§ TASK TO COMPLETE:
Wherever a line in the records contains the word "panel", return that line.

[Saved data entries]
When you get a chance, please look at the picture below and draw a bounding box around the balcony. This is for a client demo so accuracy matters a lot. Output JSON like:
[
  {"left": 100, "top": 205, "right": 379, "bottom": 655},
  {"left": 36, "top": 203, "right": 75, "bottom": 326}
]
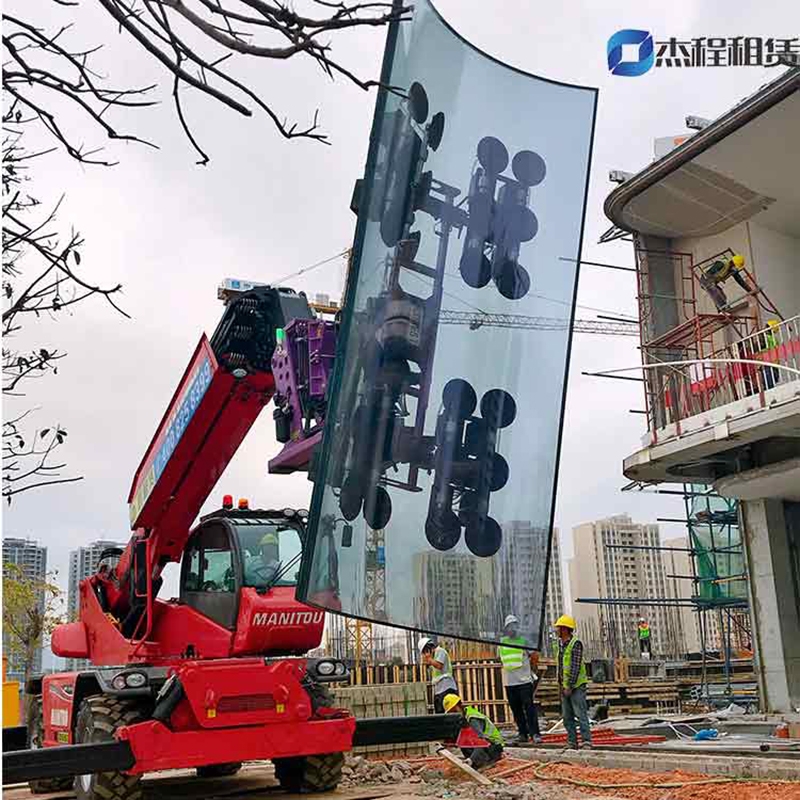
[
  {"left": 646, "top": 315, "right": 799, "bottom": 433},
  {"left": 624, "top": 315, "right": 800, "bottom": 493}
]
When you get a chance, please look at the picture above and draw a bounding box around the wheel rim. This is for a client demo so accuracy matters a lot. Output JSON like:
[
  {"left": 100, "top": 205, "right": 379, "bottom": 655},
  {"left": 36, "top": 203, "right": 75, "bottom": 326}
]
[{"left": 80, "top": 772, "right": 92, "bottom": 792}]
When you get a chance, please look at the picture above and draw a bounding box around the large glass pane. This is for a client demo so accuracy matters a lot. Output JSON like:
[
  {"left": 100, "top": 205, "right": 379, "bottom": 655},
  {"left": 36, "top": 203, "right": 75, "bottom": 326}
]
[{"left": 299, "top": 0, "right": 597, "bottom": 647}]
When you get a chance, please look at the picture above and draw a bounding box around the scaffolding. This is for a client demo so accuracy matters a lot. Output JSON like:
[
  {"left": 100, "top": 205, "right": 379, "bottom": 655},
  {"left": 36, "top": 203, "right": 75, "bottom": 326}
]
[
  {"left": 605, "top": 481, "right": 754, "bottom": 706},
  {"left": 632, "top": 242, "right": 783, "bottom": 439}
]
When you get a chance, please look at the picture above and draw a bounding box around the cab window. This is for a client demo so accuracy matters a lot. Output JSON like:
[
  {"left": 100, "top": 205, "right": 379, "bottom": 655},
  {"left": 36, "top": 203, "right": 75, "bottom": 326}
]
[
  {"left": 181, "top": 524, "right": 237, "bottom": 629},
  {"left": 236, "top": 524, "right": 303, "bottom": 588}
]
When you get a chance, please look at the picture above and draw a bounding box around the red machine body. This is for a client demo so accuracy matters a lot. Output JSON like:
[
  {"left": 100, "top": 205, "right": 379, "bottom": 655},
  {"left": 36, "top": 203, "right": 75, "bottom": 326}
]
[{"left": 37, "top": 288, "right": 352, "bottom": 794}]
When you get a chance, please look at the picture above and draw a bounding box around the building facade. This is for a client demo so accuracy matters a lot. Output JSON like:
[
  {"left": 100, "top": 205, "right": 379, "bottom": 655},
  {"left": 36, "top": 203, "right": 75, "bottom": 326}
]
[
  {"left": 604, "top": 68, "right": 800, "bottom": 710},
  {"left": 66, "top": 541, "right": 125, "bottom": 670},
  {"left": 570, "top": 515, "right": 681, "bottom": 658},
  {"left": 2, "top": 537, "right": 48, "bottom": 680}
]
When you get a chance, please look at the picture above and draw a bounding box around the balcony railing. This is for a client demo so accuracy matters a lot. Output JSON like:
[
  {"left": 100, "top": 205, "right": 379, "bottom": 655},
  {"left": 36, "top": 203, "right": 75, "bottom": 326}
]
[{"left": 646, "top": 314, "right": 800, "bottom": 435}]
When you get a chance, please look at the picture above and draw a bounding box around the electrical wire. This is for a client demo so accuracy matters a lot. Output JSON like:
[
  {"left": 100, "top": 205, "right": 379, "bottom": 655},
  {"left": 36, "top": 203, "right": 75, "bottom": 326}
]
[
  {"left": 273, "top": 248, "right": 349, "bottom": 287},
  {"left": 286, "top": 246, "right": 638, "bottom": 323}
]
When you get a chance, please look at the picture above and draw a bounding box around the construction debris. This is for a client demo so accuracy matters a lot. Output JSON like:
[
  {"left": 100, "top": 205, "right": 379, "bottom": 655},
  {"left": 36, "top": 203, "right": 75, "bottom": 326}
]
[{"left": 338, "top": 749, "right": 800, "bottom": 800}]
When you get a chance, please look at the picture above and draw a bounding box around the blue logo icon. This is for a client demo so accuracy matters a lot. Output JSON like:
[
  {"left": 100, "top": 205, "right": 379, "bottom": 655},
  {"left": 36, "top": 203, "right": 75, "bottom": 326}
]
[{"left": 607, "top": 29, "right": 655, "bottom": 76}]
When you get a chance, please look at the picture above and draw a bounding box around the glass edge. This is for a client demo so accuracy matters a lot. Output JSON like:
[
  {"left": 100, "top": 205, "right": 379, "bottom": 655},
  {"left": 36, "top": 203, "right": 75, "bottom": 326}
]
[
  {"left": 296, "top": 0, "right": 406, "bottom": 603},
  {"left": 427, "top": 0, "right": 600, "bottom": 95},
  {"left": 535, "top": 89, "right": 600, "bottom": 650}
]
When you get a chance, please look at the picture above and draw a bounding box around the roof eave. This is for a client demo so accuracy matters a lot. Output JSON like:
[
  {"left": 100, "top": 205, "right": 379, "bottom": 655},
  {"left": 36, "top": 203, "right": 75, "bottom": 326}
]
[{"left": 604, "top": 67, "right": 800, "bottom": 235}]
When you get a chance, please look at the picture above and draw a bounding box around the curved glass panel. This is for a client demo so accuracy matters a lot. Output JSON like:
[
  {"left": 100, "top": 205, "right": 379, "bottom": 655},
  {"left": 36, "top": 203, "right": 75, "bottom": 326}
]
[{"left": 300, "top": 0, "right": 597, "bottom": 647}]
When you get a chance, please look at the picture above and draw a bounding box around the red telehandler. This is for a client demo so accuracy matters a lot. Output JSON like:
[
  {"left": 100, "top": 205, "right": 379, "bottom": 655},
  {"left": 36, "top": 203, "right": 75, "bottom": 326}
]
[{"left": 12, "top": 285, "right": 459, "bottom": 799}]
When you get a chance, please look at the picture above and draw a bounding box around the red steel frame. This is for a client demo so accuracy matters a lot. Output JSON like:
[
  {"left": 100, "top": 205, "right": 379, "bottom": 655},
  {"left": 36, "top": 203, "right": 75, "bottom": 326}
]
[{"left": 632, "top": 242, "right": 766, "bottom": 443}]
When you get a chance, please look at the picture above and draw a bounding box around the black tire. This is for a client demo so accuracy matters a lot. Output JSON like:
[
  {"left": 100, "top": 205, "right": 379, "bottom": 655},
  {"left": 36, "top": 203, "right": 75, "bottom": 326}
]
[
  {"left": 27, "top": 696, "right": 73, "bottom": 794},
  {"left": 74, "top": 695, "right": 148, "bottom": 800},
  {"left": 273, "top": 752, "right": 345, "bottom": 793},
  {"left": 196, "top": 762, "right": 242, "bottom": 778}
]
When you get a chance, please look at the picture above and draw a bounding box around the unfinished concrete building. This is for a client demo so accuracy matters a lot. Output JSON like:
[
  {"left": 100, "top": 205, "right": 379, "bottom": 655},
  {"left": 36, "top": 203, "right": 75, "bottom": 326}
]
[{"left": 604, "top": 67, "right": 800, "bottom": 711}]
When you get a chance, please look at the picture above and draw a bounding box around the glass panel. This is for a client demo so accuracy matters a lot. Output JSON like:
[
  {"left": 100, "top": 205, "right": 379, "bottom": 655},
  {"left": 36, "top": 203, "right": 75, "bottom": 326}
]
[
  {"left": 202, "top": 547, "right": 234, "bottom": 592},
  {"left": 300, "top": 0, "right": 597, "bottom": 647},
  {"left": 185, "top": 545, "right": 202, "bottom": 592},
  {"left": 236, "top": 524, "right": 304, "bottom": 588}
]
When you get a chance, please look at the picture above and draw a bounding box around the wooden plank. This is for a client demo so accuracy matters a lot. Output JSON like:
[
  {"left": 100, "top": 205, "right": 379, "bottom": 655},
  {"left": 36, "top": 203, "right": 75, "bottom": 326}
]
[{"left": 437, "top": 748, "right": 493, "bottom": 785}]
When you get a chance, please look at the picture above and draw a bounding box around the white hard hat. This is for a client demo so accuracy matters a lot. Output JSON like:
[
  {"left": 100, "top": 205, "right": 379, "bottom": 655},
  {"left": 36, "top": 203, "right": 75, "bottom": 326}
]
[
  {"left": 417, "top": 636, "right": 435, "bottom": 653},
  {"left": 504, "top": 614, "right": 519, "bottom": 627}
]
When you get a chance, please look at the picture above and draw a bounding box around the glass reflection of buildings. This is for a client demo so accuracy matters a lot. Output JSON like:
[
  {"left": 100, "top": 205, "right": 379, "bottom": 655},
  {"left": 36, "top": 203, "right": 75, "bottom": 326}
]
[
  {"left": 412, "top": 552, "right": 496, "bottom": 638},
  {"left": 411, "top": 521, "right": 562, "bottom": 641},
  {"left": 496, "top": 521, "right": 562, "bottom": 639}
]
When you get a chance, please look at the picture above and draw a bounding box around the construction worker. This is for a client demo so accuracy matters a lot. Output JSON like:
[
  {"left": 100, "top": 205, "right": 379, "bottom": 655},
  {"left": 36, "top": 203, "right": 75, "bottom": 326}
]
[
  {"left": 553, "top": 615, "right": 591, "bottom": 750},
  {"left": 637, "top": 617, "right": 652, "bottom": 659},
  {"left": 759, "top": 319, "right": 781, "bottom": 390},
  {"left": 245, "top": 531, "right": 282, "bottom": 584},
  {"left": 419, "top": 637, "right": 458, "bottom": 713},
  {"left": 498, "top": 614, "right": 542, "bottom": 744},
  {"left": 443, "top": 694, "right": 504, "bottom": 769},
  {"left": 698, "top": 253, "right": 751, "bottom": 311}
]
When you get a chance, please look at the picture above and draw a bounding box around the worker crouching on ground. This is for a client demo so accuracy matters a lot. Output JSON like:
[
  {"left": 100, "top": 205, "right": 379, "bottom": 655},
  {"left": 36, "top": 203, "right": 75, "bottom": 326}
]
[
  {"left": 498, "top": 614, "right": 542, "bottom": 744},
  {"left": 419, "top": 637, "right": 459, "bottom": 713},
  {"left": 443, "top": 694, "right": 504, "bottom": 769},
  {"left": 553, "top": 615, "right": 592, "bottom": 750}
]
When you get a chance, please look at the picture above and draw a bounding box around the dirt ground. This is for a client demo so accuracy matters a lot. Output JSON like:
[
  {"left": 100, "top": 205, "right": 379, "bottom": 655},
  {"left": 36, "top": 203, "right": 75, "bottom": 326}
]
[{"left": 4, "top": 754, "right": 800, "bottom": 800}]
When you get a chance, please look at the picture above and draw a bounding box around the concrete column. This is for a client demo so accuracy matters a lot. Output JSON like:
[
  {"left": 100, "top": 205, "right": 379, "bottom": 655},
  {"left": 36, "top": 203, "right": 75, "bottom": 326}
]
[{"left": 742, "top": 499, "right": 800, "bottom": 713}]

§ OUTPUT FOR THIS TASK:
When you get a chance, please look at the picture above and draw a bounding box around the curved glass panel. This is for a client demo so accuracy matters a lot. Output JSON like:
When you get a chance, please look at the picture above and draw a bounding box around the glass panel. This is for a client demo so accuracy matters a lot. Output JSON like:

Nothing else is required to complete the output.